DESCRIPTION OF THE TASK:
Repeat the listing below word for word, leaving every line unchanged.

------------------------------------------------------------------------

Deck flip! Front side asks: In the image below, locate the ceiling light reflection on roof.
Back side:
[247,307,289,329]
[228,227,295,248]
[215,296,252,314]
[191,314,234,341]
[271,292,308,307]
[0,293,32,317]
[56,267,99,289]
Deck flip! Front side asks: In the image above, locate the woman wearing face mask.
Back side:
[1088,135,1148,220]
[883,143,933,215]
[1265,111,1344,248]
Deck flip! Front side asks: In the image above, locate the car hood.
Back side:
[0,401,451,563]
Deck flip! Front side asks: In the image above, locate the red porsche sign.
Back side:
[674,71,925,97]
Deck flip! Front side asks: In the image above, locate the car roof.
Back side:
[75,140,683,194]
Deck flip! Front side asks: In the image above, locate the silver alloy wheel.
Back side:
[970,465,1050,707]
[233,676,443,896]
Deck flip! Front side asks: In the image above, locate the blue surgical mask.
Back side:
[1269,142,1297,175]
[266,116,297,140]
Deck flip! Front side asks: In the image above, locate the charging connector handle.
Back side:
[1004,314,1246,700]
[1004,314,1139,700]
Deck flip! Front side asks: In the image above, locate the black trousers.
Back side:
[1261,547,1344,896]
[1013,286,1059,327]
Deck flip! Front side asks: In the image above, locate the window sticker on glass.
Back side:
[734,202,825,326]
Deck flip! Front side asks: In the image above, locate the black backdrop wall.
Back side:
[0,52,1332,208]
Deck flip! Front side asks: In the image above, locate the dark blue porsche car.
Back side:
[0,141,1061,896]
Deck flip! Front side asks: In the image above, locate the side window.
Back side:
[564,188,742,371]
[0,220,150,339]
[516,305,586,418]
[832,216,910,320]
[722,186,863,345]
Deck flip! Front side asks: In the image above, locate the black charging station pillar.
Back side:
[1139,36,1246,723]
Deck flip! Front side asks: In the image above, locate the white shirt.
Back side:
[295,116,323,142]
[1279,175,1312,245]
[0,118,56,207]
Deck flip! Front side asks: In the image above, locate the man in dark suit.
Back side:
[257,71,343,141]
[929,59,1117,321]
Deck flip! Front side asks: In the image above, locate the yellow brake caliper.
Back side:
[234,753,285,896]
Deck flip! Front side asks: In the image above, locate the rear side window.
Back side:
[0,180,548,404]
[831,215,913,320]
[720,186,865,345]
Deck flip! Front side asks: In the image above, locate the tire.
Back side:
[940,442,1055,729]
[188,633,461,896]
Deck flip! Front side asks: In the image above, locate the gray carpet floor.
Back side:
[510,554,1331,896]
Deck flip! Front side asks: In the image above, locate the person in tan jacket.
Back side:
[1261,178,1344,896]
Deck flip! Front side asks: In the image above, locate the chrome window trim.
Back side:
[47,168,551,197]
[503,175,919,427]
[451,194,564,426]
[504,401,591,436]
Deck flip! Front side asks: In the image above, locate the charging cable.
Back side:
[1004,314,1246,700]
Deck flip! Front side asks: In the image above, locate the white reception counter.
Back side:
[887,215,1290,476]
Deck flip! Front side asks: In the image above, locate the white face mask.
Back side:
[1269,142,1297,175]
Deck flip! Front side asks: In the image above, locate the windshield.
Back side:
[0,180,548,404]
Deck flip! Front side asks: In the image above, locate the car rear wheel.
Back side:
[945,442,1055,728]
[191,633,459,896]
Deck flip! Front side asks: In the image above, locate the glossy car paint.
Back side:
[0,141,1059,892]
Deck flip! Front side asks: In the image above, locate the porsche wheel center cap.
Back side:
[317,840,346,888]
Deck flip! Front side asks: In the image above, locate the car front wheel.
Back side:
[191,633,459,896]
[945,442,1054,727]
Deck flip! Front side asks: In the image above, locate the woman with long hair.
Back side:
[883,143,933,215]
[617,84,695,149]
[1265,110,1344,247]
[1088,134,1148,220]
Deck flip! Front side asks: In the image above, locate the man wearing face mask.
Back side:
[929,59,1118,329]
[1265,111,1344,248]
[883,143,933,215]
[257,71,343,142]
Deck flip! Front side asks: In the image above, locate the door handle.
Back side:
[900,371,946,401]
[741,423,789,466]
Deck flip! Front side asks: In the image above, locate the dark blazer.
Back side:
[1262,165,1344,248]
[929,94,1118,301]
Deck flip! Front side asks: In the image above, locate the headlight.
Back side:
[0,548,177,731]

------------------------------------------------------------------------

OUTPUT OF THE TASK:
Deck flip! Front side asks: In the image below, locate the ceiling light reflection on roof.
Back side:
[247,307,289,329]
[228,227,295,248]
[215,296,252,314]
[191,314,234,341]
[271,292,308,307]
[0,293,32,317]
[56,267,99,289]
Deck flip! Front side asks: In the image above, locate the woman wearing face mask.
Back side:
[1088,135,1148,220]
[883,143,933,215]
[1265,111,1344,248]
Deck flip! Front side asks: In the image above, locate the car hood.
Back side:
[0,401,451,563]
Deck flip! Front side asks: In the image above, locate the red porsche sign.
Back side:
[674,71,925,97]
Deck flip! Front side asks: In the image above, locate the car roof.
Back side:
[75,140,683,194]
Deck flip! Front side asks: In the image above, locate the silver alloy wheel.
Back side:
[970,465,1050,707]
[233,676,443,896]
Deck flip! Front side asks: In the image above, locate the blue surgical mask.
Back side:
[1269,142,1297,175]
[266,116,297,140]
Deck flip! Front side asks: In the image above, locate the charging connector handle.
Back side:
[1004,314,1246,700]
[1004,314,1139,700]
Deck flip! Front side asks: In the image above, locate the black trousers.
Back side:
[1261,547,1344,896]
[1013,286,1059,327]
Deck flip! Front side asks: In the image above, locate the window sticker on glass.
Back side:
[734,202,825,326]
Deck flip! Front side asks: In the image above, locate the black backdrop wall.
Back side:
[0,52,1332,208]
Deck flip! Front side asks: In the image above, locate the dark blue porsche car.
Back side:
[0,141,1061,896]
Deck flip! Front side asks: In the image above, locate the side window.
Back side:
[564,188,742,371]
[0,220,150,339]
[516,305,586,418]
[832,216,910,320]
[722,186,863,345]
Deck flip! Front side asks: In the image above, locate the black charging station pillar.
Back side:
[1139,36,1246,723]
Deck flip! Front side asks: In the image above, locate the white shirt.
Back side:
[295,116,323,142]
[1279,175,1312,245]
[0,118,56,207]
Deck flip! Front side asks: In the image above, locate the man in dark suit.
Back side:
[257,71,343,141]
[929,59,1117,321]
Deck flip! Front side asks: In the image above, locate the yellow brake caliper.
Back side:
[234,753,285,896]
Deck flip! Front side asks: In the image above, locate the rear side window.
Back side:
[0,180,548,404]
[831,215,913,320]
[720,186,865,345]
Deck flip! Front side asks: In the image above, locate the tire.
Back side:
[940,442,1055,729]
[188,633,461,896]
Deck flip! Front side asks: In the image above, locate the gray carpet floor.
Back side:
[510,554,1331,896]
Deck flip! Front side asks: In the image above, locate the person in tan jacket.
Back side:
[1261,178,1344,896]
Deck flip! Front side asks: In the image above, locate the chrome window trim.
Back side:
[47,168,551,197]
[503,175,919,427]
[451,194,564,426]
[504,401,591,436]
Deck flip! Front side asks: In the image above, locate the charging cable.
Back side:
[1004,314,1246,700]
Deck flip! Front side asks: In the image above, locate the white reception counter.
Back side:
[887,215,1290,476]
Deck flip! Front side asks: In the image above, locate the white face mask.
Back side:
[1269,142,1297,175]
Deck flip! Front side asks: In the image above, locate the windshield.
Back side:
[0,180,548,404]
Deck flip! Front side asks: In the image above, locate the car rear wheel.
Back side:
[945,442,1055,728]
[191,633,459,896]
Deck flip! Front side asks: In the image above, locate the glossy car paint.
Back side:
[0,141,1059,892]
Deck flip! Front side asks: In the image above, locate the porsche wheel center cap.
Back side:
[317,840,346,888]
Deck flip! Front side asks: In the image above, locate the car front wheel.
Back side:
[191,633,459,896]
[945,442,1054,727]
Deck flip! Front side asks: In the image above, locate the woman with long hair.
Back side:
[883,143,933,215]
[617,84,695,149]
[1265,110,1344,247]
[1088,134,1148,220]
Deck flip! Front side asks: In the image above, locate the man wearing face mask.
Back side:
[929,59,1118,329]
[1265,111,1344,248]
[883,143,933,215]
[257,71,343,142]
Deck flip! Front side asks: In the image above, locate the door handle.
Back side:
[900,371,946,401]
[741,423,789,466]
Deck flip! Front side asks: In the image above, locate the dark blazer.
Back side:
[1262,165,1344,248]
[929,94,1118,301]
Deck flip! Front side asks: In the image above, locate the headlight.
Back side:
[0,548,177,731]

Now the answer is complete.